▶ [Exercise input]:
^^^^

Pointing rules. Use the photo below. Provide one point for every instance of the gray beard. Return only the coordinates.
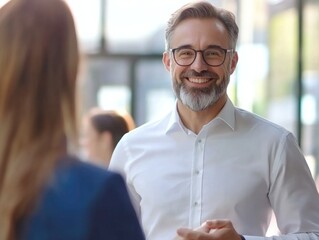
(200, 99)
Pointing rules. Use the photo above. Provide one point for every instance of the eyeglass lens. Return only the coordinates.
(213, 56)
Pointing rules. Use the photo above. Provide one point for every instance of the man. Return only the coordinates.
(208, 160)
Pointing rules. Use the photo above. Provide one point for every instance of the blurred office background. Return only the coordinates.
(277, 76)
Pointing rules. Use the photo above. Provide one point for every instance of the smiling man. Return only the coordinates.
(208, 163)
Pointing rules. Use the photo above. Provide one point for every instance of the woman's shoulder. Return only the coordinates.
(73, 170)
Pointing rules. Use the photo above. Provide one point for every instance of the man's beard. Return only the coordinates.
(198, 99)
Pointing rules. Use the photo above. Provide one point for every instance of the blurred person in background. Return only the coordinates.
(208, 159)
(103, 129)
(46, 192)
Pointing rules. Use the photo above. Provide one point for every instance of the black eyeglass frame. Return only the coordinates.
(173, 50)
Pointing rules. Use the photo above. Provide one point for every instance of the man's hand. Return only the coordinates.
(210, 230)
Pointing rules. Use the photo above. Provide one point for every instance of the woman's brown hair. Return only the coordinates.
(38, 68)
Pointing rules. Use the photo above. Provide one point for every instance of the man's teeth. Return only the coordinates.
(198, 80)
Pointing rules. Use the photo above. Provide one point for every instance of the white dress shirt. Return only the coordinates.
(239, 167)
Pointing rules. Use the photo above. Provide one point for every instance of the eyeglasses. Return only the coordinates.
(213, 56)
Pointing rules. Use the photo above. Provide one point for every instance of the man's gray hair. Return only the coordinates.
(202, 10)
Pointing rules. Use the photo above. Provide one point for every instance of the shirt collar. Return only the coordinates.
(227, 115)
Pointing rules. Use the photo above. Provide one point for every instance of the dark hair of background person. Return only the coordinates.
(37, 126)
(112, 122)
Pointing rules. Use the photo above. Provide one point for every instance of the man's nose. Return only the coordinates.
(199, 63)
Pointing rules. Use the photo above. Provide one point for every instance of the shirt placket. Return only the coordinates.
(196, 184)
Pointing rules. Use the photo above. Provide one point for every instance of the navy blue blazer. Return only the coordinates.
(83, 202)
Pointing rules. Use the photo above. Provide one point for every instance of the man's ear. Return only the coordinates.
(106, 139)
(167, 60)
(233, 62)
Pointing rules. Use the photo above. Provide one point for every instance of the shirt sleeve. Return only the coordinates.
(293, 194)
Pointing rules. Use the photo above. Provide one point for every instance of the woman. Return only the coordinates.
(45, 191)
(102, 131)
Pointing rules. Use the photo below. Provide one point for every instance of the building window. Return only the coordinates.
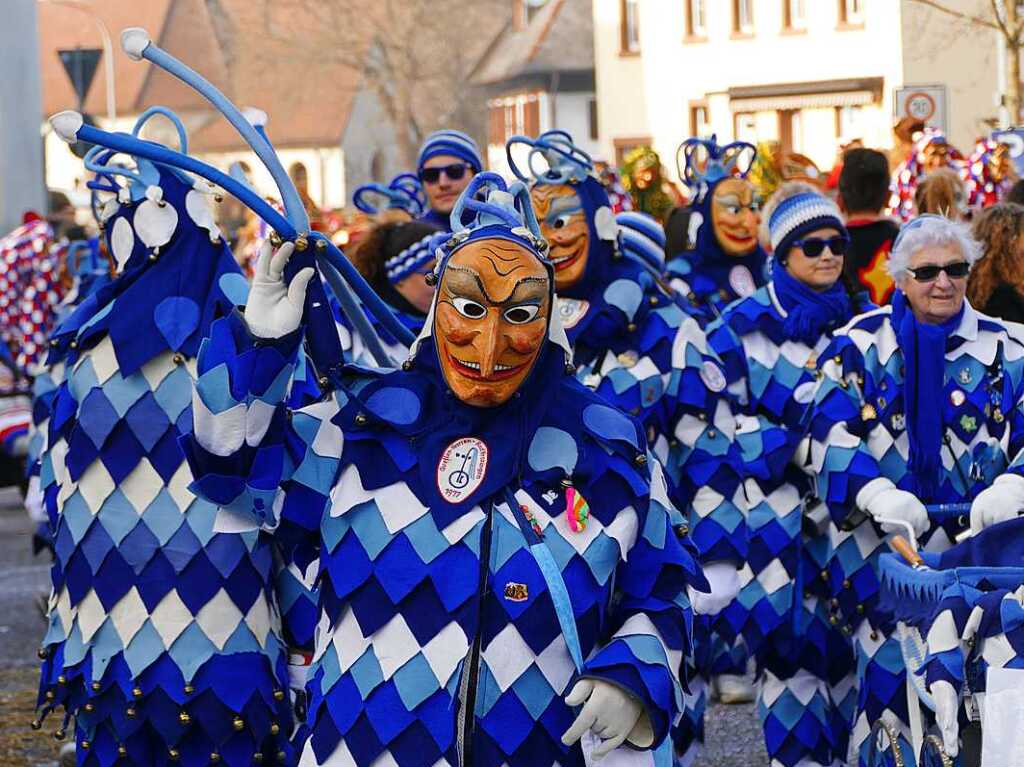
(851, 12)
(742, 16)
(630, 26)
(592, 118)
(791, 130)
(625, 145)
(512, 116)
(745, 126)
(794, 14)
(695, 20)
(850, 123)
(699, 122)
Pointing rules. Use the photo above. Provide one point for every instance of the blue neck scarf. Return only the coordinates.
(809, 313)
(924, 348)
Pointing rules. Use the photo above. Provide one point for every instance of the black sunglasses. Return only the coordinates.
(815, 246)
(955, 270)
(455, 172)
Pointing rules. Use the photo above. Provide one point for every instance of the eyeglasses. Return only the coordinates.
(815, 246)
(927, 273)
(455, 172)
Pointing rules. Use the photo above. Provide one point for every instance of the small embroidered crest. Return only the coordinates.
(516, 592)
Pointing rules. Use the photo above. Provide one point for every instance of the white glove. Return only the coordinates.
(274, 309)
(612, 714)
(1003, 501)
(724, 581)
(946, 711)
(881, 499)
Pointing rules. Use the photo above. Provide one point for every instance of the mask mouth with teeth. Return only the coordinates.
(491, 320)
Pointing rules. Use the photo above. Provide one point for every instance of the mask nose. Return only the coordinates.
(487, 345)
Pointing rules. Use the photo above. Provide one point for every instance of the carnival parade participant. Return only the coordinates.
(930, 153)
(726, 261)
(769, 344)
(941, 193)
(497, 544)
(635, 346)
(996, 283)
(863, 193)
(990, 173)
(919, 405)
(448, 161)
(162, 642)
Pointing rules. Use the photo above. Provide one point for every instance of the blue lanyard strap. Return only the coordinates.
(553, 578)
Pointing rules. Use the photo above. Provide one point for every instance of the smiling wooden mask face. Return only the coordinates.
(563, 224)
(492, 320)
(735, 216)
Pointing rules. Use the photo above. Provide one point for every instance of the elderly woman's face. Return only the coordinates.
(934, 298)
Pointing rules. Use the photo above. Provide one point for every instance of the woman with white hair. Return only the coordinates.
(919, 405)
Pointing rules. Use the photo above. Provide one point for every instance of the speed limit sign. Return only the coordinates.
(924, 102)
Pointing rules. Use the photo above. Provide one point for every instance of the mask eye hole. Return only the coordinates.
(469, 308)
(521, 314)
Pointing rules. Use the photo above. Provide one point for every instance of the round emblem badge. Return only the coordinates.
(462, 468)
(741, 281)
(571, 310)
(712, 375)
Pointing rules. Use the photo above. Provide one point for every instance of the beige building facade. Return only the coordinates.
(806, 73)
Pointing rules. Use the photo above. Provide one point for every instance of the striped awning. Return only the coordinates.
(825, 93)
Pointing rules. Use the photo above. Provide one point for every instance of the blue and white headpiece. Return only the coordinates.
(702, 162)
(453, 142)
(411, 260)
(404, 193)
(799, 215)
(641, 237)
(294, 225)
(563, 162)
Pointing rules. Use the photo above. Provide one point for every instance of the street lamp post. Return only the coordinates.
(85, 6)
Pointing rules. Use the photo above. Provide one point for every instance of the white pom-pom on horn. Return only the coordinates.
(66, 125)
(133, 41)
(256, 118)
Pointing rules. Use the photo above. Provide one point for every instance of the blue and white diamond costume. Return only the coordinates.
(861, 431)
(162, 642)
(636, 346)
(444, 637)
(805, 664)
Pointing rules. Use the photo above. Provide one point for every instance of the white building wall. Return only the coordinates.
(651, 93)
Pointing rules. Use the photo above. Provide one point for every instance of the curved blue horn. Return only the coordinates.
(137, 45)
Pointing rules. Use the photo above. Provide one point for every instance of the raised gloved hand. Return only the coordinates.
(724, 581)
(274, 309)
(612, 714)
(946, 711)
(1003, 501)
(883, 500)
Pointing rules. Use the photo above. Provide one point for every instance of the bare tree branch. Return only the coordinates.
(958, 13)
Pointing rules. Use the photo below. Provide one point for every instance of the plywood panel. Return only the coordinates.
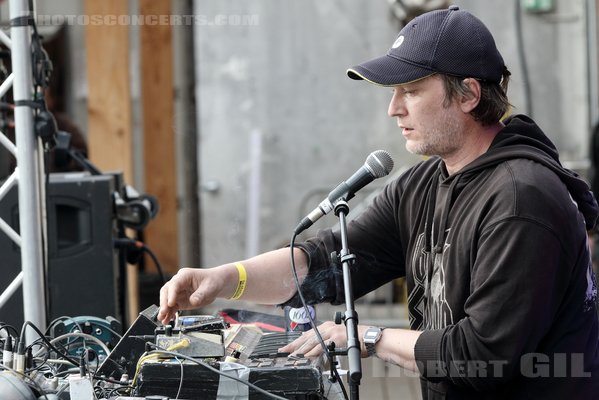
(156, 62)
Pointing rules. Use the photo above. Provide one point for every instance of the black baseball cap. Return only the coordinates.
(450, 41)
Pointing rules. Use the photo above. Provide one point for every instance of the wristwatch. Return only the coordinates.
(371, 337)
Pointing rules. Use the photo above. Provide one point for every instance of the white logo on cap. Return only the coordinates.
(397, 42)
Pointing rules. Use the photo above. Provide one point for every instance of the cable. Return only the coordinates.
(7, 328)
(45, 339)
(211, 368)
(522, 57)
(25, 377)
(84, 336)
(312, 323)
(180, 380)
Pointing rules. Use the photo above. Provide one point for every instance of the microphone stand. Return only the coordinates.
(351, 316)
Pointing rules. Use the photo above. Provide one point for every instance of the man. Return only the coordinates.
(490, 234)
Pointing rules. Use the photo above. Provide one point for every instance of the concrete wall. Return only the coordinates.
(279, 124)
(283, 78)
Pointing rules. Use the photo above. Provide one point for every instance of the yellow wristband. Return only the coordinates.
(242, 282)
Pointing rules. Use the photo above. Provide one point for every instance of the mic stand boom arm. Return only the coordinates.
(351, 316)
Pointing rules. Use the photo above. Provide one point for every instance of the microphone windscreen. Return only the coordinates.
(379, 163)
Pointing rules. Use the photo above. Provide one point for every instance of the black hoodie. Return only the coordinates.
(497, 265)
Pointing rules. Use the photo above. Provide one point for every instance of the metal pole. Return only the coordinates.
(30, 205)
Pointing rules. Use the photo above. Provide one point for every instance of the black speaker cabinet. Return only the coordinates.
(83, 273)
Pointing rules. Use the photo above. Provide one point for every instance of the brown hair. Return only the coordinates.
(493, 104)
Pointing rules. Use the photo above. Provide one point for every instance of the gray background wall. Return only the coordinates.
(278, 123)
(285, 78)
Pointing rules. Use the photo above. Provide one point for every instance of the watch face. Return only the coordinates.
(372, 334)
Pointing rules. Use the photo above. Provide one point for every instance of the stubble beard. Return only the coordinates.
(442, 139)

^^^^

▶ [To do]: Write out, word for word, all lines from the line that holds "watch face. Return only the coordinates." through the last line of the listing, with both end lines kept.

▶ [Expected answer]:
Pointing rules. Use the photo above. Provide one point for every instance of the watch face. Return only the coordinates.
(372, 334)
Pointing rules. Use the photo above. Provide one point for every instance of the stubble beard. Return only the coordinates.
(442, 139)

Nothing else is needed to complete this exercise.